-- PROBLEM TO SOLVE --
Give back each entry word for word, but drop the images.

══ DATASET

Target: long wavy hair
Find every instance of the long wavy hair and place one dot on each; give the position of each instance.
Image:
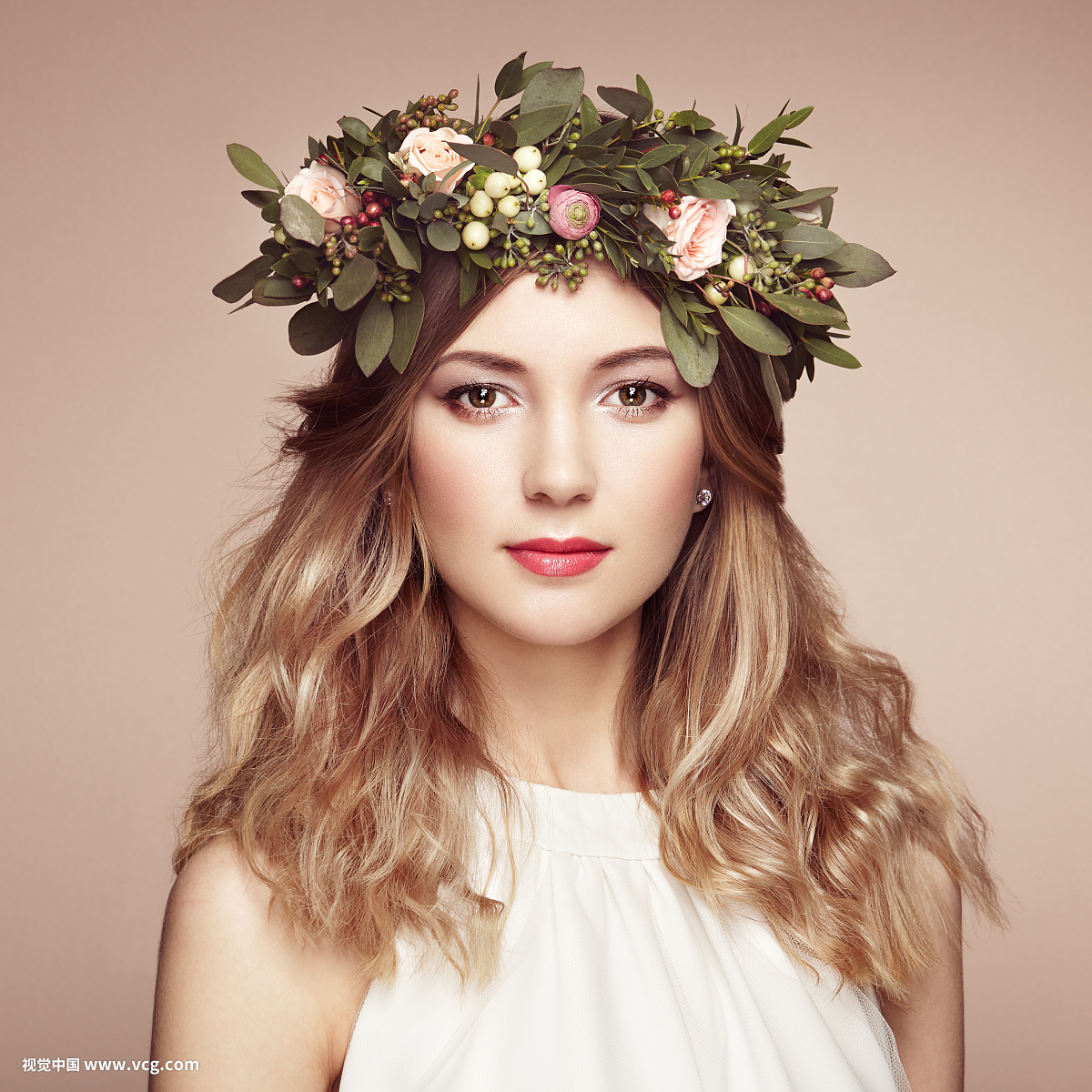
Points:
(350, 729)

════

-- WRITTEN REPLY --
Target: long wavy hair
Find every instance of the long wavy hair and place one dot on each; give the position of each instance.
Image:
Points:
(350, 729)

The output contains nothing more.